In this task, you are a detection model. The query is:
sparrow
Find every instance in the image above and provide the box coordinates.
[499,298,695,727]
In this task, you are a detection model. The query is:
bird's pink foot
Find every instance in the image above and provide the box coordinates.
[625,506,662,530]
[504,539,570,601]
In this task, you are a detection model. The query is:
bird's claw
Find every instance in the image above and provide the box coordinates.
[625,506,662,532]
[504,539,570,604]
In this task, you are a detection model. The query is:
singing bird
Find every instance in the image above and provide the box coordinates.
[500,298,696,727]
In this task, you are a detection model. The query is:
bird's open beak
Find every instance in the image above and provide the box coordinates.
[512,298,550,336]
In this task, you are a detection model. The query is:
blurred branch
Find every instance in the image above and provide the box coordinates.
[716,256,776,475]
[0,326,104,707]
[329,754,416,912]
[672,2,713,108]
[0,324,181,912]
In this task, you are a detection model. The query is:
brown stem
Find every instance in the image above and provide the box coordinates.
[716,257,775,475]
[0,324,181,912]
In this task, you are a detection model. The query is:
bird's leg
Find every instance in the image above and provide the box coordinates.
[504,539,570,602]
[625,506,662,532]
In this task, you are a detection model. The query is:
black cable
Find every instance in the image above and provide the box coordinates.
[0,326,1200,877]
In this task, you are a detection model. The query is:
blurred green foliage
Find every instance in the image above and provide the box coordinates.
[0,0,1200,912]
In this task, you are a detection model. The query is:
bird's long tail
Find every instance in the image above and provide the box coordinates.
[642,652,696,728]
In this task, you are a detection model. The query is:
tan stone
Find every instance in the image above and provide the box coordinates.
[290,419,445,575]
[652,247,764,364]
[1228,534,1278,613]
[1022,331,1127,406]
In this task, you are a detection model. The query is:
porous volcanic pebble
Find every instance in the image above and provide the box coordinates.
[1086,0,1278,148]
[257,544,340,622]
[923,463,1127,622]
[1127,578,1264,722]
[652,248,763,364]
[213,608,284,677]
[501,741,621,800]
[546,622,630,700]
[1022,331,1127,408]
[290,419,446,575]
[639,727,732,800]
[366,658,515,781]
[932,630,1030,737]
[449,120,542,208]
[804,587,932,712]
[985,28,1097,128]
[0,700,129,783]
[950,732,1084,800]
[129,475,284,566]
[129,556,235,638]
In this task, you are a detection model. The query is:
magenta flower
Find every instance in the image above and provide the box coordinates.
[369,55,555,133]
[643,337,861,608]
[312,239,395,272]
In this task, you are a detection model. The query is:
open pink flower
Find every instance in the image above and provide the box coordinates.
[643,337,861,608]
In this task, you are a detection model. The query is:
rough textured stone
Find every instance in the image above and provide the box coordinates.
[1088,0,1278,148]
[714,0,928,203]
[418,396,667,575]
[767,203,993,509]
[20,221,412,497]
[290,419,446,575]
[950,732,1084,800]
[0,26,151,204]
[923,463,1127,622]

====

課題の説明 —
上の項目を最初から最後まで、一字も変えずに書き写してもらえますか。

解答 —
In this task, you are a detection model. The query is:
sparrow
Find every instance in the image above and provide the box coordinates.
[499,298,695,727]
In this task, you are a detection model. The query is:
bird's pink foot
Find every instance in the image above and provide the box coordinates.
[625,506,662,530]
[504,539,570,601]
In this task, you are a detection model. The query is:
bird's claw
Find every instance in the image above and provide the box coordinates.
[625,506,662,532]
[504,539,570,604]
In this task, you are a detection model. The query is:
singing bird
Find every instance in the image above and provide the box coordinates.
[500,298,696,727]
In this task, you are a detection model. The query is:
bird's open beak
Find every instance in the image above and provide the box coordinates.
[512,298,550,336]
In this task, you are a detection model. The query is:
blurred branch
Find every instance in the image above and provide the box coordinates.
[716,256,776,475]
[0,326,104,707]
[329,754,416,912]
[672,2,713,108]
[0,324,181,912]
In this task, you are a detection model. The query is:
brown stem
Find every instance in the image above and provide the box coordinates.
[716,257,775,475]
[0,324,181,912]
In this task, you are a detection model. The query is:
bird's leg
Find every instance in the image above and provide the box coordinates.
[504,539,570,602]
[625,506,662,532]
In this task, you are a detection model. The query is:
black cable
Find every instance in the image above and provide the box coordinates.
[0,326,1200,877]
In this task, you are a detection model. The query is:
blurred green foliage
Find every instance in the image above and provide the box coordinates.
[0,0,1200,912]
In this task, you are a detection model. The query is:
bird's long tail
Find every instance in the image above and provide the box coordinates.
[642,652,696,728]
In this task, you are a detection model. The query is:
tan stone
Find every instance in the image above and provide the box coordinates.
[290,419,445,575]
[652,247,764,364]
[1228,534,1278,613]
[1022,331,1127,406]
In this task, you are a detection model. The query is:
porous volcanic pebble
Find every instance in the image above and provide the box coordinates.
[1086,0,1278,148]
[257,544,340,622]
[923,463,1127,622]
[1127,578,1264,722]
[652,248,763,364]
[213,608,284,677]
[501,741,621,800]
[546,622,630,700]
[1022,331,1127,408]
[290,419,446,575]
[639,727,732,800]
[366,658,515,781]
[932,630,1030,737]
[449,120,542,208]
[804,587,932,712]
[985,28,1097,128]
[0,700,129,783]
[950,732,1084,800]
[129,475,284,566]
[129,556,235,638]
In this task, you are a detection model. The query is:
magenta flower
Find every instance in the image above and provide the box coordinates.
[369,55,555,133]
[643,337,861,608]
[312,239,395,272]
In this task, you are a detection model. The query is:
open pink flower
Find every instance in the image above and provide the box coordinates.
[643,337,861,608]
In this task, you are a detection model. The query is:
rough textured stone
Find every instance in the image above and provide the box coordinates.
[1088,0,1278,148]
[714,0,928,203]
[418,396,667,575]
[767,203,993,509]
[20,221,412,497]
[290,419,446,575]
[950,732,1084,800]
[0,26,151,204]
[923,463,1127,622]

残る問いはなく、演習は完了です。